Task objective: All lines after the one containing "Query: rocky hillside" are needed, along with that line itself. Please repeat them exactly through the end of the entries.

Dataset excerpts
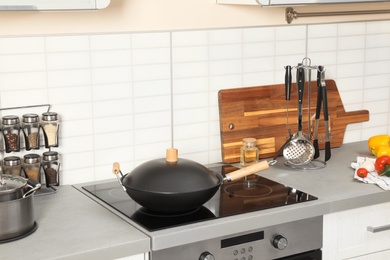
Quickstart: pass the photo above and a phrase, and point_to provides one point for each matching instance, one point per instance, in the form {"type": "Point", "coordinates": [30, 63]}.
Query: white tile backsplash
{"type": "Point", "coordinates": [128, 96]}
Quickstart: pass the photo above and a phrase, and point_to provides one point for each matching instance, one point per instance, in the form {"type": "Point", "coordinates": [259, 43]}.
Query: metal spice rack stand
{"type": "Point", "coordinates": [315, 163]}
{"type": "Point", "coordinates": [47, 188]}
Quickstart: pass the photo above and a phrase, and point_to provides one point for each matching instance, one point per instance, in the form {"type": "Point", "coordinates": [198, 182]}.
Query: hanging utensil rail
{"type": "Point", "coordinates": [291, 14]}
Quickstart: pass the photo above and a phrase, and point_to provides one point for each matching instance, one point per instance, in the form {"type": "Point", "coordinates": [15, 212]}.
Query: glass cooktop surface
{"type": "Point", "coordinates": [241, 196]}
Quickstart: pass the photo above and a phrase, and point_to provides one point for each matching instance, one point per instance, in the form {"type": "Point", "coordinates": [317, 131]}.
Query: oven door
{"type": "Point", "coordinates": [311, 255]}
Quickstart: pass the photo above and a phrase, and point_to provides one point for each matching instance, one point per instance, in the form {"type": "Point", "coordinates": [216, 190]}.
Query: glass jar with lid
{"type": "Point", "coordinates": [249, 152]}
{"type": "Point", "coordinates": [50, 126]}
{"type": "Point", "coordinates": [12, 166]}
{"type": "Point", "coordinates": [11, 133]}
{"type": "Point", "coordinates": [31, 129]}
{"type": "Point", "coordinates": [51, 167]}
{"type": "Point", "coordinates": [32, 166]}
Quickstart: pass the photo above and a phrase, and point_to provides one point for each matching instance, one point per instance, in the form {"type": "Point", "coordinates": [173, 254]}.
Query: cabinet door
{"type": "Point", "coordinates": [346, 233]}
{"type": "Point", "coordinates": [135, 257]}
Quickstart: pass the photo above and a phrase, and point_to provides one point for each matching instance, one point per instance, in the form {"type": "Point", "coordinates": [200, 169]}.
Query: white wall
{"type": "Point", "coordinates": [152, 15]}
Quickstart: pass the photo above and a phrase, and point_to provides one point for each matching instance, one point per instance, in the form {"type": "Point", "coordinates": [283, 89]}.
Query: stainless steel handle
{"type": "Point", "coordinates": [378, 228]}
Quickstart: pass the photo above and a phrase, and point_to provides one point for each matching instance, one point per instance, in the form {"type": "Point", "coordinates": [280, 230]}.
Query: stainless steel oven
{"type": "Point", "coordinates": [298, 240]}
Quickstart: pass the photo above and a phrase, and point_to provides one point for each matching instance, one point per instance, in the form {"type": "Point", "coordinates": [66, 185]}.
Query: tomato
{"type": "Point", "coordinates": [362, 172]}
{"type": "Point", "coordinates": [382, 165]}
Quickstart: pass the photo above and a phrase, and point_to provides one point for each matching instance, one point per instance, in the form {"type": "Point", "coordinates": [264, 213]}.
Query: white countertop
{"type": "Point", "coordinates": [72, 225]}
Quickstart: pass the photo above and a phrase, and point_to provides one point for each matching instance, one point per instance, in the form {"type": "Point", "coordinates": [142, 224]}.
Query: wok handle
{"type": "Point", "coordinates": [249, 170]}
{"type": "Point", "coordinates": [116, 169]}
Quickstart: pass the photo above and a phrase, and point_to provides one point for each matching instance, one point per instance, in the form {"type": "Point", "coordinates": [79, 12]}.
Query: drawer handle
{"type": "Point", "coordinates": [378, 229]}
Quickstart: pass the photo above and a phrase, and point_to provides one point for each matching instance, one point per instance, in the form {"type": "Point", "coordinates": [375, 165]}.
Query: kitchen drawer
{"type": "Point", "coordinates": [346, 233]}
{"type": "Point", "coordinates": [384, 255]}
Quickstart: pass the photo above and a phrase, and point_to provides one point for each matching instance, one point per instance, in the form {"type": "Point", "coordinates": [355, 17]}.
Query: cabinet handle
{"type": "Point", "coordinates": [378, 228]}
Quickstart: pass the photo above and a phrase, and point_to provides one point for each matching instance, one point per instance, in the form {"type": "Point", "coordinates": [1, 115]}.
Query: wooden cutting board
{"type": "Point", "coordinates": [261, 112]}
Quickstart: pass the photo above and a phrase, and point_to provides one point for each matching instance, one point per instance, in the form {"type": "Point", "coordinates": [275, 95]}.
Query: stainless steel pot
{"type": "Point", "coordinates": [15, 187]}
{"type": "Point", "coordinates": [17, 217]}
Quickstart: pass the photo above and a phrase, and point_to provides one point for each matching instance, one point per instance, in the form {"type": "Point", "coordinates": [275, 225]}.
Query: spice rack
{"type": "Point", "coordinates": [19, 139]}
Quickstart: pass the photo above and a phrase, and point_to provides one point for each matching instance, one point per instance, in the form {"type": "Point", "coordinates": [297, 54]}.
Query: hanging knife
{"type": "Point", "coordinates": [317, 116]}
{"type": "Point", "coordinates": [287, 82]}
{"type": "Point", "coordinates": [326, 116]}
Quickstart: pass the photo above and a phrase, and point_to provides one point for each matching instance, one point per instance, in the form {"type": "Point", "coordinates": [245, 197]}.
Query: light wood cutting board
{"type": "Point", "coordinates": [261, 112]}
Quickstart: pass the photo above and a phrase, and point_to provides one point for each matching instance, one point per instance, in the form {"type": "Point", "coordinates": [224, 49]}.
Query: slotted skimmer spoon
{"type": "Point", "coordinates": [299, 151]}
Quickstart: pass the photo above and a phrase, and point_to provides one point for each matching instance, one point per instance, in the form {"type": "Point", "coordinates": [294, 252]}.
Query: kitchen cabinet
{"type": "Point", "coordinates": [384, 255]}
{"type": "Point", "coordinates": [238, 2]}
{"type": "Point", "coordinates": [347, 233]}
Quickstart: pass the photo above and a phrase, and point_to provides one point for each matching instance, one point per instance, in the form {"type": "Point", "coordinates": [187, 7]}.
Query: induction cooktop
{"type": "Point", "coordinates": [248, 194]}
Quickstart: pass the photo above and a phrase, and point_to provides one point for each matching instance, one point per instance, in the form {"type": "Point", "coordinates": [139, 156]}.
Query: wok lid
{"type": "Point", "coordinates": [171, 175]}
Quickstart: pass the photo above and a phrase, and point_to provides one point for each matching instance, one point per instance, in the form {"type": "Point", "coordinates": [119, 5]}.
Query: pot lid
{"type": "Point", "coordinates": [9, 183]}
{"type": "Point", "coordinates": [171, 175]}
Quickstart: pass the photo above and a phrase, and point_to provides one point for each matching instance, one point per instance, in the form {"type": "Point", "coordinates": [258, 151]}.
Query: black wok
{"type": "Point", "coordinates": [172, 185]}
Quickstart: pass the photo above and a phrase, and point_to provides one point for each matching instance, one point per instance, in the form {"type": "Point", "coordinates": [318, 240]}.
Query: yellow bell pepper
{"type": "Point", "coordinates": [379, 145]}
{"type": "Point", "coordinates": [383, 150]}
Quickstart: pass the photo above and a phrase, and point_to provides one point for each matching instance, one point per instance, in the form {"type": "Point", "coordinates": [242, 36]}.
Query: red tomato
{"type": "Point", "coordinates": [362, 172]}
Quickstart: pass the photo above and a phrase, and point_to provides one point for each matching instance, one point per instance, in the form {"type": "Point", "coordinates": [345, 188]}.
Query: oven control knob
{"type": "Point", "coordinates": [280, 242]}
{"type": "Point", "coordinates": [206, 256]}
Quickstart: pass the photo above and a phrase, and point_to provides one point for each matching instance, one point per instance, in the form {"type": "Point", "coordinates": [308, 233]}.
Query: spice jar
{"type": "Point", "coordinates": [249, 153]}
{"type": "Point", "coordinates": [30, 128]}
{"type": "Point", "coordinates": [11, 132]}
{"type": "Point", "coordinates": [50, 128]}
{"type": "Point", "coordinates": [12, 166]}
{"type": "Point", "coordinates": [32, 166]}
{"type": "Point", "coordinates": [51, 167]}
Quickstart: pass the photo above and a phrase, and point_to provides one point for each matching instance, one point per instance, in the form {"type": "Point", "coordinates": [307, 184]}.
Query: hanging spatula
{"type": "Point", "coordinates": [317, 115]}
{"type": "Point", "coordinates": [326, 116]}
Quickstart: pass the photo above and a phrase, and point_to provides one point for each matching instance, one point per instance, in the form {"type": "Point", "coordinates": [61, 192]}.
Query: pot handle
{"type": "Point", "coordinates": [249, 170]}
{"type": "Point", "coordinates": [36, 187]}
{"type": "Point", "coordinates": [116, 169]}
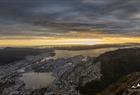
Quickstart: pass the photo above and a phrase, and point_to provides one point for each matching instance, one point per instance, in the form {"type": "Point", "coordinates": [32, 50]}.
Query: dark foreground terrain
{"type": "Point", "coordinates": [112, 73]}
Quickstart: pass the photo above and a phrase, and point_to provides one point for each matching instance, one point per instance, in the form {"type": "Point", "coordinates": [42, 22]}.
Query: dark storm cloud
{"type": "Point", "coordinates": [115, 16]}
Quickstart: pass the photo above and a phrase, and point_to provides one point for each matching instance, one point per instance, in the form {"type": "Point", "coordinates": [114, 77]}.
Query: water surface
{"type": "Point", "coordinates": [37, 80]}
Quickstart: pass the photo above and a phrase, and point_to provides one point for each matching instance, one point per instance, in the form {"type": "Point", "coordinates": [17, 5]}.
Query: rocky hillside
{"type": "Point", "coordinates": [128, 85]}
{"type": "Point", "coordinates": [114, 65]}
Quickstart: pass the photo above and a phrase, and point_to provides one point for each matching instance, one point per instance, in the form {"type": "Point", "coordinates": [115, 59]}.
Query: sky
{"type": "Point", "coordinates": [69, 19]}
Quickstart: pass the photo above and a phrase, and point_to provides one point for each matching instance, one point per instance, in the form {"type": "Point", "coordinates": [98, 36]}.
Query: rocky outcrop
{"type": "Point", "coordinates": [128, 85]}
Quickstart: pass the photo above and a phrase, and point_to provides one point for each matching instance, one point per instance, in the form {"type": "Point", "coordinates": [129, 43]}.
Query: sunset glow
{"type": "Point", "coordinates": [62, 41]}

Output for this task:
Query: rocky hillside
{"type": "Point", "coordinates": [128, 85]}
{"type": "Point", "coordinates": [114, 65]}
Quickstart: pass the photo above and a phrase, and point_to provides one point for each matching instance, one point per instance, in the form {"type": "Point", "coordinates": [115, 59]}.
Query: sky
{"type": "Point", "coordinates": [69, 19]}
Quickstart: pass the photo above and a phrase, and point_to provides one point for each matching instance, one point per instance, in the form {"type": "Point", "coordinates": [98, 36]}.
Query: rocky outcrop
{"type": "Point", "coordinates": [128, 85]}
Quickstart: pass the photo above and a phrase, and point_to provides one point for each matching instance, one point per instance, in the form {"type": "Point", "coordinates": [129, 43]}.
Query: sunset glow
{"type": "Point", "coordinates": [62, 41]}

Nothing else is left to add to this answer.